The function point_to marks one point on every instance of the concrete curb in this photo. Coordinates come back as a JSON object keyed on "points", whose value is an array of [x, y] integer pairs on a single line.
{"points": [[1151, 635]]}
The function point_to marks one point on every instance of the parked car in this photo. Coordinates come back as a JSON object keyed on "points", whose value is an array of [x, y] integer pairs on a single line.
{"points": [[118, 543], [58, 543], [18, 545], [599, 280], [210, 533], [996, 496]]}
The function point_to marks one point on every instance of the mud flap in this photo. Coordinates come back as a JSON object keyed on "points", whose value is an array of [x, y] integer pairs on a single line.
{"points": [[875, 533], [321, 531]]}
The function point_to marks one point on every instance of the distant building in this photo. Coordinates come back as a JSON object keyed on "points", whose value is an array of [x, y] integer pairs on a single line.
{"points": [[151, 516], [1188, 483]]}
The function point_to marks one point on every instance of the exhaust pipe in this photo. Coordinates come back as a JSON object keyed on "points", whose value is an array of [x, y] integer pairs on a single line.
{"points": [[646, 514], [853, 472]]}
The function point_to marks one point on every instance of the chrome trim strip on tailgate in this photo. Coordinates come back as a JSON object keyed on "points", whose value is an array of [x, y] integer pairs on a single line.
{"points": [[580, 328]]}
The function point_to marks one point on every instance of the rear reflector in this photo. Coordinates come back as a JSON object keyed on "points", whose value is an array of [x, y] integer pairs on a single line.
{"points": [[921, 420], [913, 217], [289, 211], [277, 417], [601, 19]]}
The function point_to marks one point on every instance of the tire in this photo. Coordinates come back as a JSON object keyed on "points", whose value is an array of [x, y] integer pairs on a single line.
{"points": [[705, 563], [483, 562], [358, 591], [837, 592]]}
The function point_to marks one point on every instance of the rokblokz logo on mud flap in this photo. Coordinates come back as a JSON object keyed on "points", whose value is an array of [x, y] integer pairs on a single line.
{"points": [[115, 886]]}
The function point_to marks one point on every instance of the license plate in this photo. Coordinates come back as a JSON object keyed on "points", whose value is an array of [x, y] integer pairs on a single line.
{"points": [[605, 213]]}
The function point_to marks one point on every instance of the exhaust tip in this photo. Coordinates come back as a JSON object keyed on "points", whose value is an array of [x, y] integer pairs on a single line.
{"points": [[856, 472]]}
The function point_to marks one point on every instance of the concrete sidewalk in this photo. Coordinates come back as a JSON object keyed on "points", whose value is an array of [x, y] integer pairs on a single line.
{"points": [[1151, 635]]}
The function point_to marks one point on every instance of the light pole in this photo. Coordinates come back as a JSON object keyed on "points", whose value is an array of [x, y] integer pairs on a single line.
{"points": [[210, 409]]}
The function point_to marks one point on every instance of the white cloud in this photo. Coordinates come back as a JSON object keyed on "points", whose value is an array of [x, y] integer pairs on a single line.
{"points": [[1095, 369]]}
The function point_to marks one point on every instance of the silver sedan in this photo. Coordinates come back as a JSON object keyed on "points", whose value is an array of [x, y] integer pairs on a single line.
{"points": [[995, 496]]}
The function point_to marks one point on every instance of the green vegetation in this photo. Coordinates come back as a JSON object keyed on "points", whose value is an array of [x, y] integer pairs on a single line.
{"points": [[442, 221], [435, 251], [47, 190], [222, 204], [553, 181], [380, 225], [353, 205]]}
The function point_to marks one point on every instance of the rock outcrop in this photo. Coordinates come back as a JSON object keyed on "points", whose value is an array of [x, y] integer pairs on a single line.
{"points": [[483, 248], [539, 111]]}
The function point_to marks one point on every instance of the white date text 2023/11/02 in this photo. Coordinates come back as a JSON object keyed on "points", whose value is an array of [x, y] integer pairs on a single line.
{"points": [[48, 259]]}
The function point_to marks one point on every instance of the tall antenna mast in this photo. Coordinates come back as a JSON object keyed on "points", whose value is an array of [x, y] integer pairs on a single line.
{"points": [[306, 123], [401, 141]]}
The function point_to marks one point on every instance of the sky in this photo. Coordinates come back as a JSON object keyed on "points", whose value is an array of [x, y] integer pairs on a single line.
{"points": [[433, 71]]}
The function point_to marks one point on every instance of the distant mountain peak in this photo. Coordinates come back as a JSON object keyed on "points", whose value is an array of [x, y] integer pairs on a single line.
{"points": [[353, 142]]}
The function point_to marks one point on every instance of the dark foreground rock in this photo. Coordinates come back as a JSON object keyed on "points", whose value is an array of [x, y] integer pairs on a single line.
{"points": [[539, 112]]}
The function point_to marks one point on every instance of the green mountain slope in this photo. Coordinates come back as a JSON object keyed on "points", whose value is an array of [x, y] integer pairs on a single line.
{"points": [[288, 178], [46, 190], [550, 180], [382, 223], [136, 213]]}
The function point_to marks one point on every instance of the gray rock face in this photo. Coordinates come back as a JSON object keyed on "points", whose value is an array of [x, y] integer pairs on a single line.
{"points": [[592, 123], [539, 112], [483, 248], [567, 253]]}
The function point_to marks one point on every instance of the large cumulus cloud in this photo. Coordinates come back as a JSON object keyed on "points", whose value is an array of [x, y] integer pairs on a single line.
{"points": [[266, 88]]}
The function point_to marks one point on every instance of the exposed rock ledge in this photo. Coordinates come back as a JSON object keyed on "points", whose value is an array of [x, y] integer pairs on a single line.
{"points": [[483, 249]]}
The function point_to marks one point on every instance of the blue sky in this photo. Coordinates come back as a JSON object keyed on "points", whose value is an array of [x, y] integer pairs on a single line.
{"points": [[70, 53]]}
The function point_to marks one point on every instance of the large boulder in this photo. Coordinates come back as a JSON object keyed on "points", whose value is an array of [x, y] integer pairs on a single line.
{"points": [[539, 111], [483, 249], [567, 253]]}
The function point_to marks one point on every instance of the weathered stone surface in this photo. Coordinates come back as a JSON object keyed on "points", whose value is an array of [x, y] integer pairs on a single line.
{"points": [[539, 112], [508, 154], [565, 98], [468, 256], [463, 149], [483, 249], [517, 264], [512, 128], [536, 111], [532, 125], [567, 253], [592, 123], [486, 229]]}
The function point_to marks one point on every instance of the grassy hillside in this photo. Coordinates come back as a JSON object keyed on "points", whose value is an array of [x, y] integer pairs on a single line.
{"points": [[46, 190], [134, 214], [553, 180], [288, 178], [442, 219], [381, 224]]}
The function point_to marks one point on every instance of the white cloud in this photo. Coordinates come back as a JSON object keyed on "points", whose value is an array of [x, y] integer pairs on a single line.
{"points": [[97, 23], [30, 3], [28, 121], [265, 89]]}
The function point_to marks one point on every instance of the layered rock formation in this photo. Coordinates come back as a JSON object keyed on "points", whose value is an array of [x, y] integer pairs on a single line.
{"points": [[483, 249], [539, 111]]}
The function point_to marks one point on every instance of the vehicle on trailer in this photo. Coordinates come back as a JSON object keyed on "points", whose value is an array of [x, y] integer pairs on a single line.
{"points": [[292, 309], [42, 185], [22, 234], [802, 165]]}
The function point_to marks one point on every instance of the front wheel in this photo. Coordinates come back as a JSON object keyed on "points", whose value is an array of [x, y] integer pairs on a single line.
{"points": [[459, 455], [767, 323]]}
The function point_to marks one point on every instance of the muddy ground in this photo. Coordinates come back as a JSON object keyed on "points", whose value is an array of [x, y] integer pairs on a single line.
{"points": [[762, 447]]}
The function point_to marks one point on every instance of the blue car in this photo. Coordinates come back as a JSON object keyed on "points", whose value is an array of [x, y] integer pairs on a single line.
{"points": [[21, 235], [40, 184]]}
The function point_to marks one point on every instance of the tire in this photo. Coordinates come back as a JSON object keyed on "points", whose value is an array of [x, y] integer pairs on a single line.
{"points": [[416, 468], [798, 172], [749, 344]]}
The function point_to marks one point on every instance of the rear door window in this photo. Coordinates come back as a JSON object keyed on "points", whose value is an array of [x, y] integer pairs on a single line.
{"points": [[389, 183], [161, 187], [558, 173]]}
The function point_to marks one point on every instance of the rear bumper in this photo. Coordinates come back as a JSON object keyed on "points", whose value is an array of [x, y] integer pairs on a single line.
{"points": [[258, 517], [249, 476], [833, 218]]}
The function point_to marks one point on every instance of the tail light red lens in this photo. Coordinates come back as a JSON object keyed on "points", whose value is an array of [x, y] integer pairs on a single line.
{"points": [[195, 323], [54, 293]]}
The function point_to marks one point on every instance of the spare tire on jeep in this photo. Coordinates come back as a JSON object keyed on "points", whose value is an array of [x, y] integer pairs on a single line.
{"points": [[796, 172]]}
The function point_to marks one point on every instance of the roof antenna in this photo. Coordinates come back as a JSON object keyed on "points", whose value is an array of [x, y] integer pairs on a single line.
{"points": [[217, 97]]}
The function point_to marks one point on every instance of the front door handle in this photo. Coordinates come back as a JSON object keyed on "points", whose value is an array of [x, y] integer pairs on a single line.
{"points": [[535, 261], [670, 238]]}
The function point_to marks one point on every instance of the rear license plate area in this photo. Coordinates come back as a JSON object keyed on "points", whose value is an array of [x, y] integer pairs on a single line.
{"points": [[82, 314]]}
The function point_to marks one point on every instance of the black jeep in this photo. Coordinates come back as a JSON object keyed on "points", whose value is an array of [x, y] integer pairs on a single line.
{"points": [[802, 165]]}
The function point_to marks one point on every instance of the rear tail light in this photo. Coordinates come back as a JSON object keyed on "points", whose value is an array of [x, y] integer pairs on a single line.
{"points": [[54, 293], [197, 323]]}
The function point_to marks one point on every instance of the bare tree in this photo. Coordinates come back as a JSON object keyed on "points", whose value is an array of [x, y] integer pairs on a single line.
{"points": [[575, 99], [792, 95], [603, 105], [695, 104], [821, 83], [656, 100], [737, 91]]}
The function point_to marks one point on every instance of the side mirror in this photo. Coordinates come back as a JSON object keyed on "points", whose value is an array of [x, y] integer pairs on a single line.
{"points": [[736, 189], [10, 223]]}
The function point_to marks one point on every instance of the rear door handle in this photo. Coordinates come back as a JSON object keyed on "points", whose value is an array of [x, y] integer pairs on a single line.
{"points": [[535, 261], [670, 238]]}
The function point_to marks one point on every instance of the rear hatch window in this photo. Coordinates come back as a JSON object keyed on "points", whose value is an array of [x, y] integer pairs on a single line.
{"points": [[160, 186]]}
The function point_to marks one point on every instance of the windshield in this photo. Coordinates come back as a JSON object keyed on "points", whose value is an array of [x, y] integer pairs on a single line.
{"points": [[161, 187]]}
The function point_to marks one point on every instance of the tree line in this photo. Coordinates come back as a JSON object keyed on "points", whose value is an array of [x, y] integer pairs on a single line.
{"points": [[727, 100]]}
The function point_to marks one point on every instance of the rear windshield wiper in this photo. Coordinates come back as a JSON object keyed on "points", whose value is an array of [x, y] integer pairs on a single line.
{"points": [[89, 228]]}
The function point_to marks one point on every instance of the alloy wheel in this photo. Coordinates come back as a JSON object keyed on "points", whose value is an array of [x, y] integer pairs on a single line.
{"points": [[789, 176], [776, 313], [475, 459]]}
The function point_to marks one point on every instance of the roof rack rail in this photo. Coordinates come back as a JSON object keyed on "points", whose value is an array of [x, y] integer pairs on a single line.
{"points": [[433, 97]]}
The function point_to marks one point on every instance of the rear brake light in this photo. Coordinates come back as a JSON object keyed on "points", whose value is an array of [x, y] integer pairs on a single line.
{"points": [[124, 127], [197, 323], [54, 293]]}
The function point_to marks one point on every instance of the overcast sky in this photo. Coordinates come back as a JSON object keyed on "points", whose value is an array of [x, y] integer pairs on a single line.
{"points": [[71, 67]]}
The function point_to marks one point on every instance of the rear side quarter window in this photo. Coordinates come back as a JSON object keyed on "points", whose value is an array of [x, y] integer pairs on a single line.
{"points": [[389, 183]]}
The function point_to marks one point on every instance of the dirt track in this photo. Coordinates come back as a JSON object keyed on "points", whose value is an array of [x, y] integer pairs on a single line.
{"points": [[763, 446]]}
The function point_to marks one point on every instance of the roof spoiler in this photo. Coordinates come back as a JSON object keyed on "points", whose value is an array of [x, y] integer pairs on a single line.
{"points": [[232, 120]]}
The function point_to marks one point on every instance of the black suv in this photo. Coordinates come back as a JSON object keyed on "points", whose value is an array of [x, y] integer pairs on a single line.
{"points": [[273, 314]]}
-- -- --
§ **DESCRIPTION OF THE TASK**: Starting with the line that contains "the rear windshield", print each line through the last one in the listing. Include both end lines and add nothing.

§ **RESULT OF THIS TASK**:
The function point_to marks one point on every instance of the rear windshield wiper in this photo. Coordinates come back as a JSON object keyed on "points", whose value is an array of [x, y] integer pairs on a single line.
{"points": [[89, 228]]}
The function point_to marks one point on every instance of the alloy wheel in this photo. Coordinates come back as a JSON object keyed on "points", whose value is an array of [x, y] integer pairs on a single line.
{"points": [[789, 176], [776, 313], [475, 459]]}
The function point_to marks one point on every instance of the roof rack rail in this photo. Coordinates come back as a JSON object keyed on "points", whose value is an array of [x, y] integer pairs on a single line.
{"points": [[433, 97]]}
The function point_to marks one point on every instance of the rear brake light in this photo. Coordinates come back as a JSON object keyed on "points", whose value is an array of [x, y] integer pairs on a single line.
{"points": [[124, 127], [197, 323], [54, 293]]}
The function point_to marks one point on every instance of the overcast sky in this photo. Coordinates come back as a JSON object keyed on "points", whose value is an array of [x, y] integer pairs on a single line.
{"points": [[71, 67]]}
The function point_to marks one point on every instance of the rear side quarter window in this photo. Coordinates come back as a JSON object keyed on "points", whose value is an array of [x, y] integer pairs on a single line.
{"points": [[389, 183]]}
The function point_to marks one point on every instance of the dirt track in this photo. Coordinates come back as a JSON object keyed on "points", whose value is an array of [x, y] integer pairs on a single line.
{"points": [[763, 446]]}
The function point_to marks one point on every instance of the roof spoiler in this photo. Coordinates come back as a JSON object keyed on "points", whose value is an array of [x, y] integer pairs on a single line.
{"points": [[232, 120]]}
The function point_to marks one point on every instance of the black suv in this photo. Coordinates come back as a JSON object keyed on "points", whose value is an array of [x, y] integer pairs on a single line.
{"points": [[273, 314]]}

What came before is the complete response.